[Named-object pointing records]
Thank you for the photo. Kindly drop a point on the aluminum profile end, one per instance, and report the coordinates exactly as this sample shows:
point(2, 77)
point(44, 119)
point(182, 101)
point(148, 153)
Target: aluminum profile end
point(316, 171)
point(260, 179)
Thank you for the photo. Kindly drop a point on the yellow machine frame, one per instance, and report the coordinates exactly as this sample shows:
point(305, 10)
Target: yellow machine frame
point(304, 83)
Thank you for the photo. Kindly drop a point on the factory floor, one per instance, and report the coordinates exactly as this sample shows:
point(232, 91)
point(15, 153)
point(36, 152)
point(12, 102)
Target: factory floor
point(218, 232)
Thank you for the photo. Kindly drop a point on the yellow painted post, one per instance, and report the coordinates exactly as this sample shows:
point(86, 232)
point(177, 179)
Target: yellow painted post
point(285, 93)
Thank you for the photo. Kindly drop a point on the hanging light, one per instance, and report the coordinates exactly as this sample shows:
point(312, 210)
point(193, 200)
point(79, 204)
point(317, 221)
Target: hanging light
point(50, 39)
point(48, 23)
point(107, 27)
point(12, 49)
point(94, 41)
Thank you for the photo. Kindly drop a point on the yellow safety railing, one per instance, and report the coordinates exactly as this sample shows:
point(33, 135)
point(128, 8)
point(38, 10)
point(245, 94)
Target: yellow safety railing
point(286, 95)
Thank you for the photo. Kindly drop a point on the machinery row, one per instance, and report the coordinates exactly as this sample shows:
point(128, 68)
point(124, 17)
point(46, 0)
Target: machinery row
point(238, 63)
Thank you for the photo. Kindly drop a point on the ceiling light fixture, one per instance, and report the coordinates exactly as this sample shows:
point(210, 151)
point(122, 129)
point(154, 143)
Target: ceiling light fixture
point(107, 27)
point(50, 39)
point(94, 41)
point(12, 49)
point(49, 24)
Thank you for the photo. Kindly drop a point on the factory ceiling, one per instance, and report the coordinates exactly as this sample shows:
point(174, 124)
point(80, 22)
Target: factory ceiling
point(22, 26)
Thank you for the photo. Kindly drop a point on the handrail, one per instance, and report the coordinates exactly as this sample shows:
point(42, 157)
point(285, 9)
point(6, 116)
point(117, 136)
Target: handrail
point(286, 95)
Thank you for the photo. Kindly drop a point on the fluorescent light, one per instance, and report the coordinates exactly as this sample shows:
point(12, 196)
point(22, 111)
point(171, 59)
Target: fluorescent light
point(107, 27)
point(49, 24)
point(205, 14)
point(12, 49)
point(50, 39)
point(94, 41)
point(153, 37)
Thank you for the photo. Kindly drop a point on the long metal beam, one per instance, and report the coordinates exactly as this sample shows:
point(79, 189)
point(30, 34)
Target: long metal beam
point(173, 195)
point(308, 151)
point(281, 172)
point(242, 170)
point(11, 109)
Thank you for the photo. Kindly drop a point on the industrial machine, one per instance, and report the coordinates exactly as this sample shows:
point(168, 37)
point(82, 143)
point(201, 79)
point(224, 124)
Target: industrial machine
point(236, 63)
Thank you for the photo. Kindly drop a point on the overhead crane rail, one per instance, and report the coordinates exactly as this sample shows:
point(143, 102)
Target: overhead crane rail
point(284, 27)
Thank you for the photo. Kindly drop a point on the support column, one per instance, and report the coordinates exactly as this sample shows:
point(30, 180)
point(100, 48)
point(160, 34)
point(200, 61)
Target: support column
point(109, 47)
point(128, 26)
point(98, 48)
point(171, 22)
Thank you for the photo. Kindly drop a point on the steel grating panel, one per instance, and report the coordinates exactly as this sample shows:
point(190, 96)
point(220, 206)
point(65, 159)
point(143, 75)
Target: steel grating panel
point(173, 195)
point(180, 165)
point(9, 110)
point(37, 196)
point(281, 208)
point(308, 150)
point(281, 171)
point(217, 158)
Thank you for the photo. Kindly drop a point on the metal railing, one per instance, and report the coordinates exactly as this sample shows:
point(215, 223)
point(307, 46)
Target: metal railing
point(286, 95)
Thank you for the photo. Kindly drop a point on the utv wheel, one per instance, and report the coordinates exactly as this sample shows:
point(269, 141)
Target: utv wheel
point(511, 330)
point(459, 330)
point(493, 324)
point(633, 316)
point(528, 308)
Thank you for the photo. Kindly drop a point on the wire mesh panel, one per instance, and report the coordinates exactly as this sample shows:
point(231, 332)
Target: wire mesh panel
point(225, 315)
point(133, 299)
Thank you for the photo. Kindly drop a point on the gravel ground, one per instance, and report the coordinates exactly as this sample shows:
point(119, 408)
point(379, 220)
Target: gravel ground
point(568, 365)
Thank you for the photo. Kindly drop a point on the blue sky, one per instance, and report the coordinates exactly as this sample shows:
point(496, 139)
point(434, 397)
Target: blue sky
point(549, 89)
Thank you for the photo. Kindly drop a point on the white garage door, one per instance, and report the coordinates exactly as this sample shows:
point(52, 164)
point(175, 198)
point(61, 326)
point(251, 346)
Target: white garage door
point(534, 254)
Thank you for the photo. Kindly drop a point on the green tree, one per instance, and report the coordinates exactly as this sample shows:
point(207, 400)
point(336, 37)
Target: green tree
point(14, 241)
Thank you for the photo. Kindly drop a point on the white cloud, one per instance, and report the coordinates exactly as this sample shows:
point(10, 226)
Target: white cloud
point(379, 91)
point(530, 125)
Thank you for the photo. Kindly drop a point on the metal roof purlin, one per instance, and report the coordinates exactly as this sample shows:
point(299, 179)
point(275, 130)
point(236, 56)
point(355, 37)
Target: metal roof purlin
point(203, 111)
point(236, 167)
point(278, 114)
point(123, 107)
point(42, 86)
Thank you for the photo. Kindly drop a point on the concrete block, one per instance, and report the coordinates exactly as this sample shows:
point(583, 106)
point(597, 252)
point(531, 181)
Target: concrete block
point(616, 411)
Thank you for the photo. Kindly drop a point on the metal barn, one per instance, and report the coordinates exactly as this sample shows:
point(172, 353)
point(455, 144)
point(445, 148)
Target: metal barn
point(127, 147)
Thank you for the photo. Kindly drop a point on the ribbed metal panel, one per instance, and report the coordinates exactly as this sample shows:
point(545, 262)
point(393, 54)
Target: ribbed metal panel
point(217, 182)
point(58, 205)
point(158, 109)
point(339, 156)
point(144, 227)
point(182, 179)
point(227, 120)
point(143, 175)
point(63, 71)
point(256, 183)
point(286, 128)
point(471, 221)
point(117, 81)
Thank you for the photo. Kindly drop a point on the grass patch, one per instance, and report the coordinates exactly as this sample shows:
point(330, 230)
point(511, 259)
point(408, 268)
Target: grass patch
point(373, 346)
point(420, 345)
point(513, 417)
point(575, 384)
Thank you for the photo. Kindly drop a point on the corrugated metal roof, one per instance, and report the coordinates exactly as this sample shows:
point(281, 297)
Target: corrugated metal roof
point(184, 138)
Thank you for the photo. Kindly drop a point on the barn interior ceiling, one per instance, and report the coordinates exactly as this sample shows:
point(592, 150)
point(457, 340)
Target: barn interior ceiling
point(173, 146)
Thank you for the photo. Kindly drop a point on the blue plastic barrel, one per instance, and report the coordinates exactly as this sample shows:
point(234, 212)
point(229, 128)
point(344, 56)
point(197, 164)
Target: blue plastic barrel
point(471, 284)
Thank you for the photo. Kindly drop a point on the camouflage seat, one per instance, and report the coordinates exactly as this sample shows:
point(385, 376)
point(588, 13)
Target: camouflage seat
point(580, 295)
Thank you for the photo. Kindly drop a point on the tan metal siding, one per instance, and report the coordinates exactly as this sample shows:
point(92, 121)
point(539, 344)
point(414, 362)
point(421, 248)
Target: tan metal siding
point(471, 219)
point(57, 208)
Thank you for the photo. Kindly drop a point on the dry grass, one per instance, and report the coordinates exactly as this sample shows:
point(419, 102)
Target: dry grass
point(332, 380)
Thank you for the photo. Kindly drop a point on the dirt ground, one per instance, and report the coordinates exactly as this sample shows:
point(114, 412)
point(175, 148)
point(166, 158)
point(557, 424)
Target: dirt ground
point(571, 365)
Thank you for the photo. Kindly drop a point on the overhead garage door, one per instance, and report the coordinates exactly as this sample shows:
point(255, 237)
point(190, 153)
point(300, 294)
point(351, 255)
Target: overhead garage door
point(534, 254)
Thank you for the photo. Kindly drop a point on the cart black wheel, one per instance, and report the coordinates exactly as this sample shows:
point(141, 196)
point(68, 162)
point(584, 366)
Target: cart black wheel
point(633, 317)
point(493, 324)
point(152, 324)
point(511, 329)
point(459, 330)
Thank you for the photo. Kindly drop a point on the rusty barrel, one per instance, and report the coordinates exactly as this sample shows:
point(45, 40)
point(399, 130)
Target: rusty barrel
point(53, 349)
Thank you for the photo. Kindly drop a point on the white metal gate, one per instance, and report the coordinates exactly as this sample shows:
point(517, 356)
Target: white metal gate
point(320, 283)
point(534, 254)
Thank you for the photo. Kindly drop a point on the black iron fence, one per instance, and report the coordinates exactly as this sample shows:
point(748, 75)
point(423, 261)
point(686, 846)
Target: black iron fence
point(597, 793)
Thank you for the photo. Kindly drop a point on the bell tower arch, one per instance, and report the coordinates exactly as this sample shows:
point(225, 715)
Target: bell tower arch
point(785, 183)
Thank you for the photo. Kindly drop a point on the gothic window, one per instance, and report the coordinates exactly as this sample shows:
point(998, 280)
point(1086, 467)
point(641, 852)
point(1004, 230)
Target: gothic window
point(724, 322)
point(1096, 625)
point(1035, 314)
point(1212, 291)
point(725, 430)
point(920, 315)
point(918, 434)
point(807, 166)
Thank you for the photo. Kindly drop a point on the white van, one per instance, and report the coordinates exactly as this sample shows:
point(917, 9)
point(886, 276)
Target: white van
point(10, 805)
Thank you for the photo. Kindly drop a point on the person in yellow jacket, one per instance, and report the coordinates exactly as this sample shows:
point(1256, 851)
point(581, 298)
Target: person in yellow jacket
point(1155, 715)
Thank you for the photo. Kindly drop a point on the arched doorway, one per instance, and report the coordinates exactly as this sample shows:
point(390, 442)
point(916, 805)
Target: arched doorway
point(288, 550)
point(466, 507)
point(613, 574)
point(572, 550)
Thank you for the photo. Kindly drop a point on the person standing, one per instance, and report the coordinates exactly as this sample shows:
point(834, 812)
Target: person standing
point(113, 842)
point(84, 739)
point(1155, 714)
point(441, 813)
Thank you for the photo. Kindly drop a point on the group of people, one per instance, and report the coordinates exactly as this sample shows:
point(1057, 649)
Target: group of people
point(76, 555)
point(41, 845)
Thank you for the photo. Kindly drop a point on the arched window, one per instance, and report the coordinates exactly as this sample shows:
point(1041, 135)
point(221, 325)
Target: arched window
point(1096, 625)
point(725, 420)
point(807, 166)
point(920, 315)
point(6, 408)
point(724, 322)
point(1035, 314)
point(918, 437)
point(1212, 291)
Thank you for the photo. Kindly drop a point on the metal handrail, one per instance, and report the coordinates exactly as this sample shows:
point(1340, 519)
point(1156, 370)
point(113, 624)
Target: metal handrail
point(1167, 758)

:: Request ::
Reproduce the records above exactly, starting with the line that contains "the person in" and ending with the last line.

:: Answer in full ::
Thank you for the photo. Kindly drop a point on the person in yellow jacket, one per instance, and report the coordinates exactly as this sample shows:
point(1256, 851)
point(581, 298)
Target: person in yellow jacket
point(1155, 715)
Thank you for the photo. Kindly drop a point on the arched doorway, one per instance, and report the coordinates exactly as this sample shows:
point(390, 442)
point(916, 805)
Target: arched doorway
point(288, 550)
point(466, 507)
point(613, 574)
point(572, 550)
Thank you for the photo. Kindly drop a point on the person standing, one per instance, and report the coordinates exactly as this sample shows:
point(834, 812)
Target: person standing
point(113, 842)
point(84, 739)
point(1155, 714)
point(441, 813)
Thank you for the photo. Kindly drop a point on the group of people, one per instance, and report the coordinates exactly as this sample shows:
point(1057, 649)
Target: group of people
point(76, 555)
point(41, 845)
Thank you for the photo. Kindly drop a point on the arched window, one per instance, and report the coordinates exactly as this sample shows:
point(1041, 135)
point(221, 325)
Target: arched window
point(1096, 625)
point(725, 420)
point(807, 166)
point(920, 315)
point(6, 408)
point(724, 322)
point(1035, 314)
point(918, 437)
point(1212, 291)
Thank you for the photo. Kindly drop a point on the metal handrail, one per instance, and report the coordinates exactly as this sample shows:
point(1340, 519)
point(1156, 370)
point(113, 624)
Target: metal handrail
point(1167, 758)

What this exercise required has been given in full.